━━━━━ Page ━━━━━
# Saltwater equipment back to freshwater equipment?



## eternity302 (Apr 22, 2010)

Hey guys, thought I shoudl ask!
I bought some canister filters few days ago, didn't know they were used for saltwater until I saw some salt and calcium dried on the inside of the canister! Anyways, after I asked, I found out it wuz used for salt water for awhile, the question is, I cleaned everything with hot water, scrubbed and rinsed! But is it safe for freshwater? Or is there other things i need to do before I can start using?

Thanks in advance!


----------



## snow (Apr 21, 2010)

Should be safe for freshwater. If you cleaned everything really well you shouldn't have a problem.


----------



## eternity302 (Apr 22, 2010)

Thanks snow, but I'm worrying for the foam pads!
And wutever that's left inside the pump, i doubt i got everythig... so I'm kind of stressing on that!
Not sure if i should use em or not, or what else can I do?


----------



## 2wheelsx2 (Apr 21, 2010)
━━━━━
▶ _Jobs_
[a] In the forum thread about reusing saltwater equipment for freshwater, what did eternity302 find dried on the inside of the canister?
[b] Carry on the forum thread about reusing saltwater equipment for freshwater, starting with the body of the 2wheelsx2 post whose header is the last line shown.
━━━━━ Supplied information ━━━━━
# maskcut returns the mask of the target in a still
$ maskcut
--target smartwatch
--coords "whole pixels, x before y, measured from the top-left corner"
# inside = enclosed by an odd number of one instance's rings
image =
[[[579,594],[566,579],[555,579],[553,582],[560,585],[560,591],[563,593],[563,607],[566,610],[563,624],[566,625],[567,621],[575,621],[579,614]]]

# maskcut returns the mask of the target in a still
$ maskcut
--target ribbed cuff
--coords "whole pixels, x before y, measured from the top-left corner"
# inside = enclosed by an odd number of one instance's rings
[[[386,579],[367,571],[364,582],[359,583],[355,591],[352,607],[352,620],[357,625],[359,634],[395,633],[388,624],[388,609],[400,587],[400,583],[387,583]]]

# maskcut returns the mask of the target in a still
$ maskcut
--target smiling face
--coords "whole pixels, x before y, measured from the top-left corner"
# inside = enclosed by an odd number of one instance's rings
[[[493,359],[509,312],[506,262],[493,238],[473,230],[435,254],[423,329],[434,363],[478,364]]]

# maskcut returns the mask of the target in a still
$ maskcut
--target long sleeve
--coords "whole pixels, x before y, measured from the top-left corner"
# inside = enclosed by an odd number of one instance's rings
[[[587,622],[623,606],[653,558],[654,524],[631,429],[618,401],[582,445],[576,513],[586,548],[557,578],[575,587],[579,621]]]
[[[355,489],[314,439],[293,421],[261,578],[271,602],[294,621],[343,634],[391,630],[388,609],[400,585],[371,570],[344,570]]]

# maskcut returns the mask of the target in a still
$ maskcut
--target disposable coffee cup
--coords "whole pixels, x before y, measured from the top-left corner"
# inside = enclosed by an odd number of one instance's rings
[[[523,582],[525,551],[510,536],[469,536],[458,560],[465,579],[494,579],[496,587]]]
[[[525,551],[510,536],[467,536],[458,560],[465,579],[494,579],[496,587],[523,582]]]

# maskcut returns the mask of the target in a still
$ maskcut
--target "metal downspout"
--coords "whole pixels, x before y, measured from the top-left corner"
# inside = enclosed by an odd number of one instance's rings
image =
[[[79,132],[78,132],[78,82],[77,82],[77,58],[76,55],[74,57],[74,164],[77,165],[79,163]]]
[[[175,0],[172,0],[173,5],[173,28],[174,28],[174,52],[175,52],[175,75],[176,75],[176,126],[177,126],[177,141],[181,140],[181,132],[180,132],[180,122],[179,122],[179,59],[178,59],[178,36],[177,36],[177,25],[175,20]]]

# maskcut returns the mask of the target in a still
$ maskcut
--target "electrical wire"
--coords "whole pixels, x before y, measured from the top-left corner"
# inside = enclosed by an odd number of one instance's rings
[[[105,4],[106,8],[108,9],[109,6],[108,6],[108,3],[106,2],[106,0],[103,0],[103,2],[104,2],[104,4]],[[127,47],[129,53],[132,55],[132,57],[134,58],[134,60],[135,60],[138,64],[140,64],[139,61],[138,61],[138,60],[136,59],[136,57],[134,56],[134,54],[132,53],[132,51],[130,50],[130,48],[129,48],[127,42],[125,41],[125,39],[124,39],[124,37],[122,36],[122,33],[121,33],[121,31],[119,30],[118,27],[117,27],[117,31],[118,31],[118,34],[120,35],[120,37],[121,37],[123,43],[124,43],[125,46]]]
━━━━━
▶ _Outputs by task_
[a] Salt and calcium.

[b]
Don't worry about the pump parts, if you've cleaned it well, and you're not putting it in a 2 gallon tank, the dilution will take care of it. I would throw all the media out and start new though. But I do that with most filters that I buy used anyway. A little salt is not going to hurt anything unless you have fishes which are extremely sensitive to salt, which, outside of catfish, are limited, and you'd have to have quite a bit for it to matter anyway.


----------



## eternity302 (Apr 22, 2010)

Thanks Gary!
I'll definitely give it another clean before i use it, as I do have loaches that runs around in the tank!
And i'll order some new media on ebay as well!

Did you know that ordering 4 media foam pads on ebay is almost the same as order 12? LOL!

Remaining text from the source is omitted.